EXERCISE PASSAGE -
"""

The Most Underrated Endurance Workout? Hiking

Have you ever met anyone who regretted taking a good, hard day hike? Me neither.

There’s something special about moderately paced movement through nature that leaves one feeling refreshed, renewed, and satisfied. Recent studies show that a walk in the woods—especially at the right tempo—is a superb way to build endurance and strength.

For a study published earlier this year in the journal PLOS One, a team of researchers affiliated with the University of Innsbruck in Austria had individuals complete two three-hour workouts under distinct conditions. The first was a “fast walk” on an indoor treadmill; the second was an outdoor hike through mountains. In the treadmill condition, the incline settings were contrived to mimic the outdoor route as closely as possible, so that the physical strain of both scenarios would be similar. (The researchers could not force the treadmills to decline, so outdoor downhill segments became indoor flat segments.)

"""

Collected data -

"""

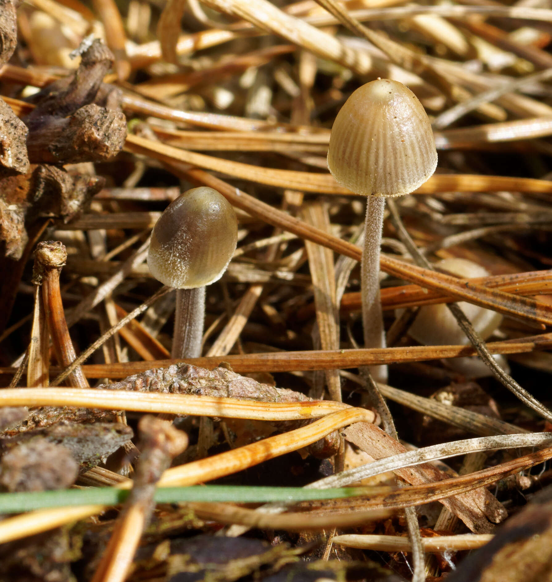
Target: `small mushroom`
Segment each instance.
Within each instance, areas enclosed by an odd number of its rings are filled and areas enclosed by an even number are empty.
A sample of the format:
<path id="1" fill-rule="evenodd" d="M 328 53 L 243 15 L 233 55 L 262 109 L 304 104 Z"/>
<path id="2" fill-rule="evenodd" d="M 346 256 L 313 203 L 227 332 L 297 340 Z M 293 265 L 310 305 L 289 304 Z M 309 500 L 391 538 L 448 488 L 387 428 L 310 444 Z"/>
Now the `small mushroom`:
<path id="1" fill-rule="evenodd" d="M 435 267 L 463 279 L 489 276 L 489 272 L 484 267 L 464 258 L 443 259 L 436 263 Z M 465 301 L 458 303 L 458 306 L 483 339 L 491 336 L 502 321 L 502 315 L 491 309 Z M 444 303 L 420 307 L 408 329 L 408 335 L 424 346 L 467 345 L 469 343 L 456 318 Z"/>
<path id="2" fill-rule="evenodd" d="M 237 242 L 234 209 L 206 186 L 181 194 L 156 223 L 148 266 L 157 281 L 177 290 L 173 358 L 201 355 L 205 286 L 223 276 Z"/>
<path id="3" fill-rule="evenodd" d="M 361 264 L 366 347 L 385 347 L 379 297 L 379 251 L 385 197 L 409 194 L 437 166 L 428 116 L 402 83 L 378 79 L 357 89 L 339 111 L 329 139 L 328 166 L 342 186 L 368 197 Z M 384 366 L 370 368 L 385 382 Z"/>
<path id="4" fill-rule="evenodd" d="M 435 264 L 440 271 L 456 275 L 463 279 L 486 277 L 489 272 L 484 267 L 464 258 L 445 258 Z M 493 335 L 502 322 L 502 315 L 490 309 L 461 301 L 458 306 L 471 322 L 474 329 L 483 339 Z M 400 315 L 403 310 L 397 310 Z M 408 328 L 411 338 L 425 346 L 467 345 L 469 340 L 456 318 L 444 303 L 420 307 Z M 504 356 L 493 356 L 497 363 L 508 373 L 508 362 Z M 468 378 L 482 378 L 491 375 L 487 367 L 478 356 L 466 356 L 446 360 L 447 364 Z"/>

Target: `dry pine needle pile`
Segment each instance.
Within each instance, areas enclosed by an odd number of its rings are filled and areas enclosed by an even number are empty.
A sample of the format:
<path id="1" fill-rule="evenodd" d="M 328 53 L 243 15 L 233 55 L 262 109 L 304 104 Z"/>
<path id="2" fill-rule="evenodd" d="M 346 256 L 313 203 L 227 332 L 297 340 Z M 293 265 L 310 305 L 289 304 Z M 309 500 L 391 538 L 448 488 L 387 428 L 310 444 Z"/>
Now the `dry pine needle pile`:
<path id="1" fill-rule="evenodd" d="M 551 47 L 549 0 L 0 2 L 0 581 L 552 582 Z"/>

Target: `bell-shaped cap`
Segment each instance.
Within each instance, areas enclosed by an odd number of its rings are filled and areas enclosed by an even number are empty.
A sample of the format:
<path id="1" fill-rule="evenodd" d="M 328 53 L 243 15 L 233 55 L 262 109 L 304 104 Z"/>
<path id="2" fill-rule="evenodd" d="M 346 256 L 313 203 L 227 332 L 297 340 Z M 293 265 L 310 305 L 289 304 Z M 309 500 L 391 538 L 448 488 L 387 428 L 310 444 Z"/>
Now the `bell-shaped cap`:
<path id="1" fill-rule="evenodd" d="M 378 79 L 357 89 L 332 128 L 328 166 L 357 194 L 398 196 L 435 171 L 437 151 L 428 116 L 397 81 Z"/>
<path id="2" fill-rule="evenodd" d="M 193 188 L 171 203 L 156 223 L 148 266 L 169 287 L 203 287 L 223 276 L 237 242 L 238 220 L 230 203 L 212 188 Z"/>

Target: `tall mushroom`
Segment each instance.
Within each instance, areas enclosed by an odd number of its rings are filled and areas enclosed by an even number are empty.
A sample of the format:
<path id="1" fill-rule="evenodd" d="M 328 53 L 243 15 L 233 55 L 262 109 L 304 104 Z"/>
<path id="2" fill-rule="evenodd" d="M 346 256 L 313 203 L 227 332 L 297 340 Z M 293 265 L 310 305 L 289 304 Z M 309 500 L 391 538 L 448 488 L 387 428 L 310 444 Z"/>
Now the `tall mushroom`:
<path id="1" fill-rule="evenodd" d="M 192 188 L 167 207 L 153 227 L 148 266 L 177 290 L 173 358 L 201 355 L 205 286 L 218 281 L 236 250 L 238 220 L 212 188 Z"/>
<path id="2" fill-rule="evenodd" d="M 342 186 L 368 197 L 361 264 L 366 347 L 385 347 L 379 297 L 379 251 L 386 196 L 409 194 L 437 166 L 433 132 L 421 104 L 402 83 L 378 79 L 341 108 L 329 139 L 328 166 Z M 383 366 L 373 375 L 386 380 Z"/>

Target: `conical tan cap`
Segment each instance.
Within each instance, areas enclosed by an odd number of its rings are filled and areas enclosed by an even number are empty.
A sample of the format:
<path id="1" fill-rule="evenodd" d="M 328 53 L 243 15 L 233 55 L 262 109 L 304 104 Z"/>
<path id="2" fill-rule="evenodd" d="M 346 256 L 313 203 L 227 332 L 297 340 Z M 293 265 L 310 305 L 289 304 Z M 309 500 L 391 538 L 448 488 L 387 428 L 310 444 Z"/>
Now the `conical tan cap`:
<path id="1" fill-rule="evenodd" d="M 222 276 L 237 242 L 238 219 L 230 203 L 212 188 L 192 188 L 156 223 L 148 266 L 169 287 L 203 287 Z"/>
<path id="2" fill-rule="evenodd" d="M 367 196 L 408 194 L 435 171 L 429 120 L 402 83 L 378 79 L 341 108 L 329 139 L 328 166 L 343 186 Z"/>

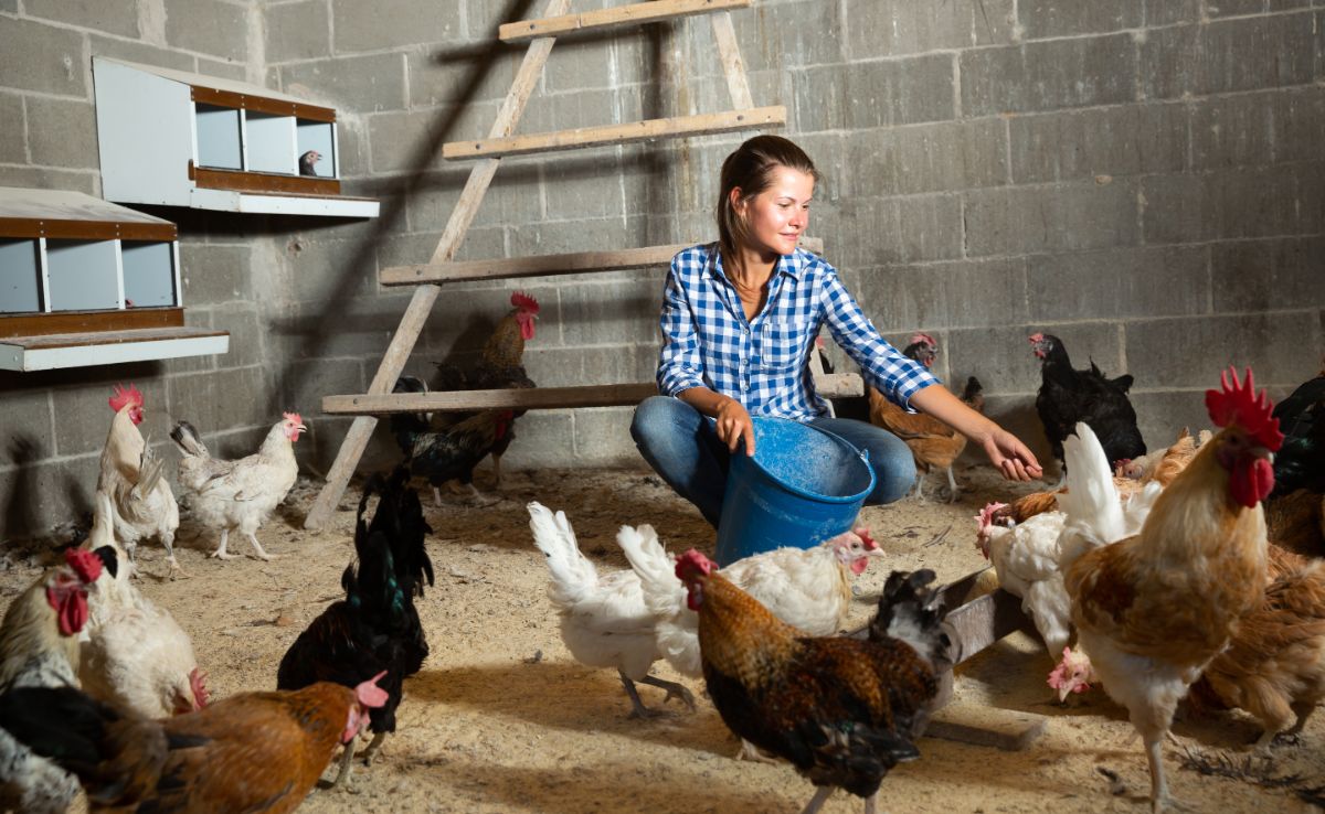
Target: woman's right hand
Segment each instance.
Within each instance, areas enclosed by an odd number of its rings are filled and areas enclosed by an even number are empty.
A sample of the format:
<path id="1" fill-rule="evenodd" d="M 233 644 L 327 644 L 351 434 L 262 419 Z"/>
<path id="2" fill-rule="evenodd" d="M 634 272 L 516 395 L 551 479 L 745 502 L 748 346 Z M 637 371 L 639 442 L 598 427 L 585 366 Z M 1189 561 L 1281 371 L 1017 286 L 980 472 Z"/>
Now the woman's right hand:
<path id="1" fill-rule="evenodd" d="M 745 438 L 746 455 L 754 455 L 754 422 L 750 421 L 750 413 L 745 405 L 735 398 L 723 396 L 713 417 L 718 422 L 718 441 L 726 443 L 727 450 L 735 454 L 737 443 Z"/>

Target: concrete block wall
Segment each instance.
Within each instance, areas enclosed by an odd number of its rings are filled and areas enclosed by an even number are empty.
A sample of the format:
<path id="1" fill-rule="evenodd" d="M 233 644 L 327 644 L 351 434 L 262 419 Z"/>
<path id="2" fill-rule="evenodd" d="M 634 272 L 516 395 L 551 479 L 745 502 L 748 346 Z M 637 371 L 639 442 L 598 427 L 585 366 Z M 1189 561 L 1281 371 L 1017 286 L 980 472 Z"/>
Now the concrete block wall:
<path id="1" fill-rule="evenodd" d="M 574 11 L 616 5 L 574 0 Z M 523 54 L 500 23 L 543 0 L 0 0 L 0 184 L 97 195 L 90 57 L 244 78 L 333 105 L 347 191 L 374 221 L 168 209 L 186 304 L 225 326 L 215 359 L 0 377 L 3 535 L 86 511 L 105 396 L 143 386 L 162 442 L 196 420 L 240 453 L 281 409 L 313 421 L 325 471 L 411 296 L 380 267 L 427 259 L 468 176 L 440 144 L 486 135 Z M 1308 0 L 758 0 L 734 12 L 757 105 L 824 175 L 811 232 L 885 336 L 942 344 L 1030 439 L 1026 336 L 1137 377 L 1154 446 L 1202 424 L 1220 367 L 1275 394 L 1320 367 L 1325 310 L 1325 8 Z M 563 38 L 518 132 L 731 107 L 705 17 Z M 723 156 L 747 134 L 505 161 L 458 257 L 713 236 Z M 546 385 L 652 376 L 661 271 L 527 281 L 527 367 Z M 509 281 L 448 287 L 408 369 L 464 359 Z M 514 466 L 637 463 L 629 412 L 530 413 Z M 379 433 L 370 465 L 391 455 Z"/>

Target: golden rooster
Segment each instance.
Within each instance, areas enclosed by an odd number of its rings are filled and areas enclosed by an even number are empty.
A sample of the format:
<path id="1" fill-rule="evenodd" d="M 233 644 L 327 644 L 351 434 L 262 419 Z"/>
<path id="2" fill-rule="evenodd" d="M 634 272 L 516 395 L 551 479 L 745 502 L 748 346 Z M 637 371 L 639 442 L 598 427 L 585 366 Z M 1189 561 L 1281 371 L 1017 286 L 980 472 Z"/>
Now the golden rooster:
<path id="1" fill-rule="evenodd" d="M 1141 532 L 1068 569 L 1072 622 L 1108 694 L 1145 740 L 1151 805 L 1169 802 L 1161 745 L 1173 712 L 1265 590 L 1271 455 L 1283 442 L 1265 393 L 1236 371 L 1206 408 L 1223 428 L 1174 478 Z"/>

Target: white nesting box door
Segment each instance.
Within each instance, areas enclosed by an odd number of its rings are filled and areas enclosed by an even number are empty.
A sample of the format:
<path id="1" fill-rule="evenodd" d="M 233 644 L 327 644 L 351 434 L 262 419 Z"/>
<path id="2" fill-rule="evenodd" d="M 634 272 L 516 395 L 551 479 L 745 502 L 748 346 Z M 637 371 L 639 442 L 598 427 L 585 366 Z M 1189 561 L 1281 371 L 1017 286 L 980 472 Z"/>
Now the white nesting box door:
<path id="1" fill-rule="evenodd" d="M 93 60 L 97 140 L 106 200 L 187 205 L 195 160 L 193 103 L 188 85 Z"/>

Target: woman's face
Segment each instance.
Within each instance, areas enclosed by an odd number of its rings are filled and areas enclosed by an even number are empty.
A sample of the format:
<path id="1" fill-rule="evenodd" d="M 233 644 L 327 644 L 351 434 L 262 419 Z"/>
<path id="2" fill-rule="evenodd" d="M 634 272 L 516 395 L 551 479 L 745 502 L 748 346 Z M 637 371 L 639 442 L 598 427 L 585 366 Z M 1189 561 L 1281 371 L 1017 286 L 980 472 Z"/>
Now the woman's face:
<path id="1" fill-rule="evenodd" d="M 768 188 L 749 201 L 741 188 L 731 191 L 733 206 L 745 218 L 750 246 L 759 253 L 791 254 L 810 224 L 810 199 L 815 195 L 811 175 L 774 167 Z"/>

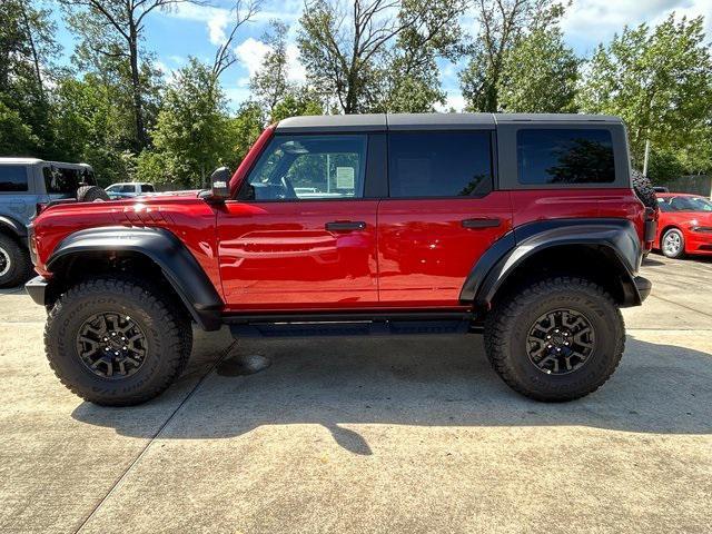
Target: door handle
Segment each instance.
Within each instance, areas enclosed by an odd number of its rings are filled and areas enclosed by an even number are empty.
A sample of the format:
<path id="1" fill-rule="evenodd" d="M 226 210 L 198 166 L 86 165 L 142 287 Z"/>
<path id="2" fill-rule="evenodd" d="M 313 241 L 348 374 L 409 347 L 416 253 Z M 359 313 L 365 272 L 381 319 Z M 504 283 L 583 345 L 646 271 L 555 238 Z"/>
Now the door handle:
<path id="1" fill-rule="evenodd" d="M 329 231 L 352 231 L 352 230 L 365 230 L 366 222 L 363 220 L 333 220 L 325 225 Z"/>
<path id="2" fill-rule="evenodd" d="M 500 226 L 502 224 L 502 220 L 500 219 L 487 219 L 487 218 L 481 218 L 481 219 L 464 219 L 463 220 L 463 228 L 496 228 L 497 226 Z"/>

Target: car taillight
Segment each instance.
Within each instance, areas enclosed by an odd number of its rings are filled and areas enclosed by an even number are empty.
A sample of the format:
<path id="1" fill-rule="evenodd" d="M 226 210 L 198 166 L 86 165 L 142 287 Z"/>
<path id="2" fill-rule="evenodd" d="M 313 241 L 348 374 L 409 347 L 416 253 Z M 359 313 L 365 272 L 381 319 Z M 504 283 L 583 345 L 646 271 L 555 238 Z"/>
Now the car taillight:
<path id="1" fill-rule="evenodd" d="M 30 248 L 32 265 L 37 266 L 37 237 L 34 236 L 34 225 L 32 222 L 27 225 L 27 241 Z"/>

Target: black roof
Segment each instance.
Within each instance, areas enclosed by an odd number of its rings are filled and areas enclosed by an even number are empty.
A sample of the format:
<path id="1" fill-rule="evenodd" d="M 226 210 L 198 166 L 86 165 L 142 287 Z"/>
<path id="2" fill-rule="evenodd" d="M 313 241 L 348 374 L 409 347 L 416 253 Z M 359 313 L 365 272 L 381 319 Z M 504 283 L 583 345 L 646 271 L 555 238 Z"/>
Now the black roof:
<path id="1" fill-rule="evenodd" d="M 457 130 L 494 129 L 496 125 L 516 122 L 604 122 L 621 123 L 617 117 L 575 113 L 373 113 L 322 115 L 291 117 L 280 120 L 277 131 L 283 134 L 322 131 L 385 131 L 385 130 Z"/>

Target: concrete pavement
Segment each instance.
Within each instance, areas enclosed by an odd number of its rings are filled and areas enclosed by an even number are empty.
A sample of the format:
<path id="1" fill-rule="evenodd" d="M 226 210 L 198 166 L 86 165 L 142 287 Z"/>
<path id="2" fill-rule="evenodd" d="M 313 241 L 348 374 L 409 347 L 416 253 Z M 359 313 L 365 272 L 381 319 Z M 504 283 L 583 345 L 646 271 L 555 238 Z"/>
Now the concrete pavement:
<path id="1" fill-rule="evenodd" d="M 709 532 L 712 263 L 643 274 L 619 370 L 565 405 L 511 392 L 475 336 L 220 332 L 160 398 L 100 408 L 51 374 L 43 310 L 2 291 L 0 530 Z M 271 366 L 236 375 L 254 353 Z"/>

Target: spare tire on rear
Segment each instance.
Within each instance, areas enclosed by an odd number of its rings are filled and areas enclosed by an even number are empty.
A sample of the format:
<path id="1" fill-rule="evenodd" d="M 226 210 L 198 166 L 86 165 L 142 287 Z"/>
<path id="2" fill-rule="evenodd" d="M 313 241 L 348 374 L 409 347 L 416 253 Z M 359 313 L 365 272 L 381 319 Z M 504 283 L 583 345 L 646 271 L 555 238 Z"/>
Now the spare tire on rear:
<path id="1" fill-rule="evenodd" d="M 640 170 L 633 170 L 631 179 L 633 180 L 635 195 L 641 199 L 641 202 L 643 202 L 646 208 L 657 209 L 657 197 L 655 196 L 655 189 L 653 189 L 650 178 Z"/>
<path id="2" fill-rule="evenodd" d="M 93 202 L 95 200 L 111 200 L 107 191 L 99 186 L 81 186 L 77 189 L 77 200 L 80 202 Z"/>

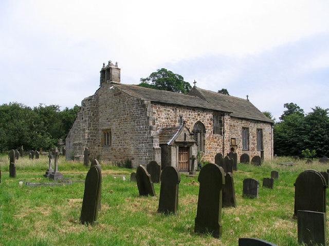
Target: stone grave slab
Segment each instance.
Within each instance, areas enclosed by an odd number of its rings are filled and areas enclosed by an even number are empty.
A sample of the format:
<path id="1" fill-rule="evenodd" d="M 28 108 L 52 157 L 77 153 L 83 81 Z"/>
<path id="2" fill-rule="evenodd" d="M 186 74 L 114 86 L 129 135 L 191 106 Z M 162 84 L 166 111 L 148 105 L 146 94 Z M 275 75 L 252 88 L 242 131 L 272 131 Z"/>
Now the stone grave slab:
<path id="1" fill-rule="evenodd" d="M 199 174 L 200 183 L 194 231 L 222 235 L 222 192 L 225 184 L 224 170 L 216 164 L 205 166 Z"/>
<path id="2" fill-rule="evenodd" d="M 145 167 L 139 165 L 136 172 L 136 178 L 139 195 L 155 196 L 155 192 L 151 175 L 148 172 Z"/>
<path id="3" fill-rule="evenodd" d="M 158 213 L 177 214 L 178 212 L 178 190 L 180 174 L 175 167 L 168 166 L 161 174 Z"/>

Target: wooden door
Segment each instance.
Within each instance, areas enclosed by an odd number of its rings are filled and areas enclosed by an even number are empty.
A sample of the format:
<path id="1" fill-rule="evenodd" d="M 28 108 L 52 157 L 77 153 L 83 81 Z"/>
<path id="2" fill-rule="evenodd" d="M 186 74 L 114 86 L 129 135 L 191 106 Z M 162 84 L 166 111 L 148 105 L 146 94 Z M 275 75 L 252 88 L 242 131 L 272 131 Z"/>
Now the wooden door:
<path id="1" fill-rule="evenodd" d="M 179 147 L 178 150 L 178 169 L 180 171 L 189 171 L 189 149 Z"/>

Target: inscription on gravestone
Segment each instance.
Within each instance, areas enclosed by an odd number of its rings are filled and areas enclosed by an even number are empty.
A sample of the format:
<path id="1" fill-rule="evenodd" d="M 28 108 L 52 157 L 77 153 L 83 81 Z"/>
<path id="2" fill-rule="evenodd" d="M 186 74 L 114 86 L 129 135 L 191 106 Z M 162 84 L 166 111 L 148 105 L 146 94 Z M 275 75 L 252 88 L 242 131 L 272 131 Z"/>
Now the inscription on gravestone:
<path id="1" fill-rule="evenodd" d="M 194 231 L 210 233 L 214 237 L 222 235 L 222 192 L 225 184 L 224 171 L 215 164 L 209 163 L 200 171 L 197 210 Z"/>

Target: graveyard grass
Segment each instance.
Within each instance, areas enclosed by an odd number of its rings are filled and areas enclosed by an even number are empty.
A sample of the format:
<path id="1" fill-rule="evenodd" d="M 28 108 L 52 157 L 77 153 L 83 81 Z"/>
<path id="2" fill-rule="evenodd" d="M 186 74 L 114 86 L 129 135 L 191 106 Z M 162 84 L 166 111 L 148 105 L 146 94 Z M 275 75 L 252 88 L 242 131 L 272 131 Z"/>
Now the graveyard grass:
<path id="1" fill-rule="evenodd" d="M 181 174 L 178 215 L 168 215 L 157 212 L 160 184 L 154 184 L 156 197 L 140 197 L 137 184 L 129 181 L 130 173 L 136 169 L 101 162 L 101 210 L 98 223 L 91 226 L 79 222 L 84 183 L 28 187 L 27 181 L 49 182 L 43 176 L 48 168 L 47 156 L 41 155 L 39 160 L 20 158 L 16 161 L 15 178 L 9 178 L 8 156 L 1 156 L 0 160 L 0 245 L 229 246 L 237 245 L 239 237 L 296 245 L 294 183 L 305 170 L 326 171 L 329 167 L 317 161 L 306 165 L 303 161 L 294 161 L 298 165 L 293 167 L 282 166 L 278 163 L 289 160 L 281 158 L 261 167 L 238 163 L 238 171 L 233 174 L 237 207 L 222 209 L 223 235 L 216 239 L 194 232 L 199 190 L 197 177 Z M 64 178 L 72 180 L 84 180 L 89 169 L 83 162 L 66 161 L 62 156 L 58 163 Z M 280 180 L 275 181 L 273 189 L 262 188 L 263 178 L 270 177 L 275 170 L 279 172 Z M 243 180 L 247 178 L 260 181 L 259 198 L 242 197 Z M 24 182 L 23 186 L 19 184 L 20 181 Z"/>

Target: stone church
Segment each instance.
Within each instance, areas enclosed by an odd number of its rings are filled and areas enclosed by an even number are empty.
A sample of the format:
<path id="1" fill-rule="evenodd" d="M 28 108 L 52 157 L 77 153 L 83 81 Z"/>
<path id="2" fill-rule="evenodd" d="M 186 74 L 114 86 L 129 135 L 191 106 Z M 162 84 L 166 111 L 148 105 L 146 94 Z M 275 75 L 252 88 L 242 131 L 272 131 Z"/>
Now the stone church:
<path id="1" fill-rule="evenodd" d="M 155 160 L 188 171 L 192 155 L 214 162 L 218 153 L 273 155 L 273 123 L 248 99 L 194 86 L 188 95 L 125 85 L 117 63 L 100 71 L 100 87 L 81 102 L 66 139 L 66 158 L 105 162 Z"/>

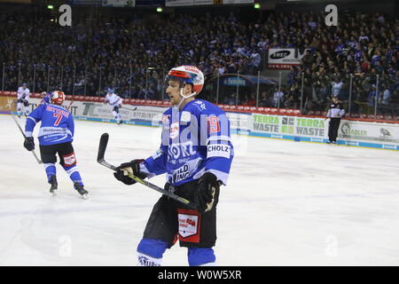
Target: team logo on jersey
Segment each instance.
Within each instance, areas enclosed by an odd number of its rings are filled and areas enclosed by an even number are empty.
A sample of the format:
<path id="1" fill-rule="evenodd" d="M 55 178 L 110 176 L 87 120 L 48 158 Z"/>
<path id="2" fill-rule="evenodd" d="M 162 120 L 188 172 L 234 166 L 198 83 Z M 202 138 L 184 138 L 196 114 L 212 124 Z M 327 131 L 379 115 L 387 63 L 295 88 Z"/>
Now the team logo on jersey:
<path id="1" fill-rule="evenodd" d="M 207 158 L 223 157 L 230 159 L 231 150 L 230 145 L 211 144 L 207 146 Z"/>
<path id="2" fill-rule="evenodd" d="M 199 242 L 201 217 L 196 210 L 177 209 L 179 222 L 179 240 Z"/>
<path id="3" fill-rule="evenodd" d="M 192 114 L 189 112 L 183 112 L 182 115 L 180 116 L 180 121 L 184 122 L 189 122 L 192 119 Z"/>
<path id="4" fill-rule="evenodd" d="M 162 122 L 163 123 L 168 123 L 170 120 L 170 115 L 169 114 L 163 114 L 162 115 Z"/>
<path id="5" fill-rule="evenodd" d="M 76 164 L 76 158 L 74 157 L 74 153 L 71 153 L 69 154 L 66 154 L 62 156 L 64 159 L 64 166 L 71 167 Z"/>
<path id="6" fill-rule="evenodd" d="M 170 131 L 169 137 L 171 139 L 174 139 L 176 137 L 178 137 L 179 136 L 179 122 L 174 122 L 174 123 L 170 124 L 169 131 Z"/>

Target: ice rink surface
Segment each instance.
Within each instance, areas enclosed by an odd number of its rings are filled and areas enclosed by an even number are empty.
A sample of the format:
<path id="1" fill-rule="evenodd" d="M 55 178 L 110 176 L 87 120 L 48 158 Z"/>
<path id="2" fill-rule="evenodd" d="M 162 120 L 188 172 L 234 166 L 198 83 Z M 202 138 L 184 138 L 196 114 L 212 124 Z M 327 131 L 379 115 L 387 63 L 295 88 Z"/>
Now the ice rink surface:
<path id="1" fill-rule="evenodd" d="M 51 197 L 10 115 L 0 115 L 0 265 L 136 265 L 160 193 L 114 179 L 96 162 L 98 140 L 110 134 L 106 160 L 119 165 L 153 154 L 160 129 L 76 121 L 89 200 L 59 164 Z M 398 152 L 246 136 L 233 143 L 218 205 L 219 265 L 399 265 Z M 187 265 L 186 248 L 167 250 L 163 264 Z"/>

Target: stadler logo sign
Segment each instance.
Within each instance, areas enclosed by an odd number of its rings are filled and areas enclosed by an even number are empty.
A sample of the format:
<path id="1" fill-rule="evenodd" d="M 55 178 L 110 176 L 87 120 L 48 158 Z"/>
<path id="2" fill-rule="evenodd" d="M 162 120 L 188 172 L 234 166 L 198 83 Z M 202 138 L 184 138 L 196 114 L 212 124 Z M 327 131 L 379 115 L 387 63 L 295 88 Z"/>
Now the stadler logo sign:
<path id="1" fill-rule="evenodd" d="M 281 59 L 291 54 L 290 51 L 278 51 L 270 55 L 270 59 Z"/>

"""

DESCRIPTION OF THE TASK - Can you extract the full hiking passage, reproducing it word for word? You won't need any of the collected data.

ANSWER SPACE -
The Most Underrated Endurance Workout? Hiking

Have you ever met anyone who regretted taking a good, hard day hike? Me neither.

There’s something special about moderately paced movement through nature that leaves one feeling refreshed, renewed, and satisfied. Recent studies show that a walk in the woods—especially at the right tempo—is a superb way to build endurance and strength.

For a study published earlier this year in the journal PLOS One, a team of researchers affiliated with the University of Innsbruck in Austria had individuals complete two three-hour workouts under distinct conditions. The first was a “fast walk” on an indoor treadmill; the second was an outdoor hike through mountains. In the treadmill condition, the incline settings were contrived to mimic the outdoor route as closely as possible, so that the physical strain of both scenarios would be similar. (The researchers could not force the treadmills to decline, so outdoor downhill segments became indoor flat segments.)